AIM OF THE EXERCISE: Reproduce the records from the line containing "For every instance of the tree, mark" through the line containing "[[129, 105], [112, 68], [81, 119]]", switching "tree" to "shrub" wherever it occurs and leaving everything else unchanged.
----------
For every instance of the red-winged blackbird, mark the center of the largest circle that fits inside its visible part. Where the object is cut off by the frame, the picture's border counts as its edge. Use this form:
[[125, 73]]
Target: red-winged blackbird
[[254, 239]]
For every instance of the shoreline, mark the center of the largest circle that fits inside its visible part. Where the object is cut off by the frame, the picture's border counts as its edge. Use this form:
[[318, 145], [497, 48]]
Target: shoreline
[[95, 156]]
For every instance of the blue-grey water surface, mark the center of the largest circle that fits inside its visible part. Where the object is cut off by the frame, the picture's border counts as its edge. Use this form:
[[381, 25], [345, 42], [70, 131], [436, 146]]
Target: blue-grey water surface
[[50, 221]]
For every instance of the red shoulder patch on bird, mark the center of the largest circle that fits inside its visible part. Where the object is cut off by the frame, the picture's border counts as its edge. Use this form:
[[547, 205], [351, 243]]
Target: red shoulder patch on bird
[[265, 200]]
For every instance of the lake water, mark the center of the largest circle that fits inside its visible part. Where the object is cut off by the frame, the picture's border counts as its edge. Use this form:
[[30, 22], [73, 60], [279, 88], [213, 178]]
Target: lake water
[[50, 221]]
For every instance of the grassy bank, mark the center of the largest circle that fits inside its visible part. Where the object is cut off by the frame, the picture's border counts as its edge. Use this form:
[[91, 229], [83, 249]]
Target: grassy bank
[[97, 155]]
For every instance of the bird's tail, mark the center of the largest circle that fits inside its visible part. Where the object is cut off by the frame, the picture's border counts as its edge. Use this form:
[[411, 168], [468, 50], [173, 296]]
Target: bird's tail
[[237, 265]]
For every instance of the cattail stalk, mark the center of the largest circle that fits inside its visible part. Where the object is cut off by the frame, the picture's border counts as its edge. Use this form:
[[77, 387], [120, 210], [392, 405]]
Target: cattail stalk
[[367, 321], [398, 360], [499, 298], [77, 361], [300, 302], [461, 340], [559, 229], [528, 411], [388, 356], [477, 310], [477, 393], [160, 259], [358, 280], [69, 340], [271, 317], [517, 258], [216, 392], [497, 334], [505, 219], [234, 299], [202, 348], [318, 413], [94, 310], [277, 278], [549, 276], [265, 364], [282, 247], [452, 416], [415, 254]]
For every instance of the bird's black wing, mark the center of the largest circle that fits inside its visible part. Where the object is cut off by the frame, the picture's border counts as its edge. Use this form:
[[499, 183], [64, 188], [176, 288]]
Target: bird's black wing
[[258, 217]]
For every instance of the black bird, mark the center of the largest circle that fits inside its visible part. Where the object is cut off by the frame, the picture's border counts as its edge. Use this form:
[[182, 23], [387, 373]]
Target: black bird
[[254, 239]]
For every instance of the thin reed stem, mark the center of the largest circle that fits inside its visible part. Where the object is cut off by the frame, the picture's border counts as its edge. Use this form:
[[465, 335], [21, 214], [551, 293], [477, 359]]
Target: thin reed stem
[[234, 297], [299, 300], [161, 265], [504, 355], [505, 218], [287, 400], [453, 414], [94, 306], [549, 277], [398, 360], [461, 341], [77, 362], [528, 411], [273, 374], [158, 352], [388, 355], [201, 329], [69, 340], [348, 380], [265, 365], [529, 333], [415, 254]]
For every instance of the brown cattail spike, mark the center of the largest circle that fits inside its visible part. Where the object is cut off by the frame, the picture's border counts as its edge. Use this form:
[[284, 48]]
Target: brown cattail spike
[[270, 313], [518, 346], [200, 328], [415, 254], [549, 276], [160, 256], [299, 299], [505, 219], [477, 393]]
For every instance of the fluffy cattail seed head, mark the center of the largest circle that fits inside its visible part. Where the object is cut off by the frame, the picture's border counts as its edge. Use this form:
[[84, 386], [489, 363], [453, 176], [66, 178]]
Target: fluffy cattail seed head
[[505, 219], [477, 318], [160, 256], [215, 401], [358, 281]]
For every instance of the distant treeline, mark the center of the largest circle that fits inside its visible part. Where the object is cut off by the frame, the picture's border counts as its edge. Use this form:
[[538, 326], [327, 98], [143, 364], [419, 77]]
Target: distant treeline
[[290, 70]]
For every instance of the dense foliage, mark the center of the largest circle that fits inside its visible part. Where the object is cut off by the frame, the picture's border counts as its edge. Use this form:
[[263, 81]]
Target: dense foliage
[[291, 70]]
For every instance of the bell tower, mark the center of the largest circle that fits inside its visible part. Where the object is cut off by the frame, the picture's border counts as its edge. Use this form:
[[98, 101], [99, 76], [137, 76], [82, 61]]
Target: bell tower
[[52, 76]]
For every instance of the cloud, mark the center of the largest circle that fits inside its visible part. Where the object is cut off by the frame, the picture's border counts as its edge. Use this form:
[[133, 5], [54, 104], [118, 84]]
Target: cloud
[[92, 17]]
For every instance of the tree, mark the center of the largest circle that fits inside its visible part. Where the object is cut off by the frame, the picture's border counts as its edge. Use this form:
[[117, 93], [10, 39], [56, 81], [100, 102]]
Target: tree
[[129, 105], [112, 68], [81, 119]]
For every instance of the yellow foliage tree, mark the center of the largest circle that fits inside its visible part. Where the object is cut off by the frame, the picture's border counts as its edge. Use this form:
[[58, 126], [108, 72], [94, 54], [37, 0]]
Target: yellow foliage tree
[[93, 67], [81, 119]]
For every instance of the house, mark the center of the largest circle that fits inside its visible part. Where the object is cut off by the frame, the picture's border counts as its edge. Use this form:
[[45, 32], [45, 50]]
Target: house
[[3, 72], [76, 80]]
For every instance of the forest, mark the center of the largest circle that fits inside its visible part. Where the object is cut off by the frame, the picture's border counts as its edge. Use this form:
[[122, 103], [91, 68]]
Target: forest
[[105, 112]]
----------
FINAL RESULT:
For every instance of the shrub, mark the center of the largest circle that fits inside its visible part. Where the object is cut off by the frame, the picture's border counts as its edge. Use this form:
[[117, 93], [10, 39], [56, 81], [100, 102]]
Target: shrub
[[129, 105], [112, 68], [81, 119]]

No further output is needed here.